▸ **Work instructions**
Beginning at the top of the data below, write out every line exactly until you reach the line with "pixel 326 262", and include that line.

Segment Start: Information provided

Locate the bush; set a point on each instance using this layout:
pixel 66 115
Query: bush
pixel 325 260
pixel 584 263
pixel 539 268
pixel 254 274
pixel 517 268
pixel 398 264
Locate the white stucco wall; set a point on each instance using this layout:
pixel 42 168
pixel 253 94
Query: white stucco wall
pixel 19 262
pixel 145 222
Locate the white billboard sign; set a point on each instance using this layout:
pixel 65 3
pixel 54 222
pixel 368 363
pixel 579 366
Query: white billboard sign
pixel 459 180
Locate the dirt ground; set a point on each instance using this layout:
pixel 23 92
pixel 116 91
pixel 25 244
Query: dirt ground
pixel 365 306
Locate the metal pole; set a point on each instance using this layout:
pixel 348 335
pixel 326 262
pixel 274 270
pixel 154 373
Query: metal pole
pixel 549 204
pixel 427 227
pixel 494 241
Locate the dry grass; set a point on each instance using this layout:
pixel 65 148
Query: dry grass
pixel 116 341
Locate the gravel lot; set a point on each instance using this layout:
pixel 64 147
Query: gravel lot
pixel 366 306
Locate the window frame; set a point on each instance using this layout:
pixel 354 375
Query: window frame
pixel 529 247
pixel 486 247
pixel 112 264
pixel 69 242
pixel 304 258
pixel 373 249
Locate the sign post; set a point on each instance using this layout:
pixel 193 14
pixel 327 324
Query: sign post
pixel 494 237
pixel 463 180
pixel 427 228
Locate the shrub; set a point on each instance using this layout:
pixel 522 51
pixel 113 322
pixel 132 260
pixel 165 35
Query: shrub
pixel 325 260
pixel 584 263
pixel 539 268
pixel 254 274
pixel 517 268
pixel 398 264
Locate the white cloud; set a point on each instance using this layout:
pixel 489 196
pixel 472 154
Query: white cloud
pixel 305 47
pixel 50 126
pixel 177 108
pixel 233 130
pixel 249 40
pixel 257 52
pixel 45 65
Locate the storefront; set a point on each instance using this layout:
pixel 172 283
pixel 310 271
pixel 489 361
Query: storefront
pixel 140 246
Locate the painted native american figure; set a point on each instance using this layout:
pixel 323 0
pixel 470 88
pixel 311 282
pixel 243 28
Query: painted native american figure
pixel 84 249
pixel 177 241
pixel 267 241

Segment End: Information provided

▸ **Written answer**
Locate the bush; set a point on each instance using this layout:
pixel 66 115
Query: bush
pixel 325 260
pixel 584 263
pixel 539 268
pixel 254 274
pixel 517 268
pixel 398 264
Locate the white stucco wall; set a point on each instance using this layout:
pixel 42 168
pixel 253 94
Query: white stucco wall
pixel 19 262
pixel 145 222
Locate the white billboard sign; set a point on each instance using this layout:
pixel 65 3
pixel 54 222
pixel 368 363
pixel 579 366
Query: white billboard sign
pixel 459 180
Locate the dirt ground; set a point on each instance using this layout:
pixel 23 92
pixel 116 91
pixel 25 244
Query: dirt ground
pixel 365 306
Locate the metal pole; set a point on each instance using this layout:
pixel 348 335
pixel 326 262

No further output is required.